Could you give the records below again exactly as they stand?

-*-*-

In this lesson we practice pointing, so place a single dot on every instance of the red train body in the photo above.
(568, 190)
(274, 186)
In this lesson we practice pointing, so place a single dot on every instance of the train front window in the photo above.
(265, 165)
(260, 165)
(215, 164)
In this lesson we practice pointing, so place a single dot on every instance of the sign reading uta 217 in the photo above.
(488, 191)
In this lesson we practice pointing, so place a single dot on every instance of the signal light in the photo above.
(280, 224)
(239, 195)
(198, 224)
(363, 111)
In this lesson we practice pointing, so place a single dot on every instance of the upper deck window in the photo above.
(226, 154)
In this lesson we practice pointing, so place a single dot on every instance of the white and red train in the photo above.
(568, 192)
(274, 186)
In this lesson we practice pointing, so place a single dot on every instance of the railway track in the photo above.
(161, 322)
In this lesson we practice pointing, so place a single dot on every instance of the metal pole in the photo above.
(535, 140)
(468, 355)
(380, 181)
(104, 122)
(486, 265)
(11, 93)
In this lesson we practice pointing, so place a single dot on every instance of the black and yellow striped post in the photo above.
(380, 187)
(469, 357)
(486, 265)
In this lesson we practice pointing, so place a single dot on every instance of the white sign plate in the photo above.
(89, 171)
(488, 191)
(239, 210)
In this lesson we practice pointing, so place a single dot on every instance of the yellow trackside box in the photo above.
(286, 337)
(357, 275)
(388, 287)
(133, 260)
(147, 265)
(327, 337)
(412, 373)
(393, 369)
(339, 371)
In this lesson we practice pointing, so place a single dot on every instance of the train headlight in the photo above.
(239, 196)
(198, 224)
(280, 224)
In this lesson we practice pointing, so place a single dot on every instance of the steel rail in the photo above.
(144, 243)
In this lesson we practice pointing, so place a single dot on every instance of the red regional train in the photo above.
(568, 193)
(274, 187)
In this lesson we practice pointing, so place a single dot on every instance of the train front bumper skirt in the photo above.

-*-*-

**REPLY TO THE TASK**
In this lesson we practice pointing, so place a single dot on every instance of the red train body in the photo above.
(568, 190)
(274, 186)
In this lesson we practice pointing, so place a single dot on every instance of the train front window in the photo above.
(265, 165)
(260, 165)
(215, 164)
In this lesson we practice pointing, so place a single dot on every instance of the sign reading uta 217 in the photo above.
(488, 191)
In this lesson we practice pointing, so place a single dot on every instance of the signal light in the photo above.
(280, 224)
(239, 195)
(198, 224)
(363, 111)
In this lesson we practice pointing, so place a single dot on every instance of the upper deck window in the photo above.
(226, 154)
In this lesson we practice pointing, so place a single dot on every instance of the white and red train in the photo above.
(568, 192)
(274, 186)
In this lesson we practice pointing, so place a single dot on every instance of the railway track in the photo above.
(161, 322)
In this lesson we practice pointing, so place a single dot on every instance of the metal pole in the photo above.
(535, 140)
(468, 355)
(380, 181)
(104, 122)
(486, 265)
(11, 93)
In this lesson we practice pointing, so place a single dot on every instance of the black and yellow striped post in the photo above.
(380, 187)
(469, 357)
(486, 265)
In this lesson we practice pointing, so place a single dot on every instance of the white sign plate in the photo above.
(89, 171)
(488, 191)
(239, 210)
In this lesson we practice pointing, so place a single dot on every instance of the yellow trackside box in the photo above.
(286, 337)
(357, 275)
(388, 287)
(133, 260)
(147, 265)
(327, 337)
(412, 373)
(393, 369)
(339, 371)
In this lesson we practice pointing, so place a single dot on every instance of the train headlight in the photo above.
(239, 196)
(198, 224)
(280, 224)
In this lesson we practice pointing, so place a single dot on every instance of the steel rail in the photo above.
(144, 243)
In this lesson we practice pointing, so place a single dot on every instance of the red regional train in the photo above.
(568, 193)
(274, 187)
In this lesson we practice pointing, so place a single dot on every instance of the train front bumper skirt in the photo above.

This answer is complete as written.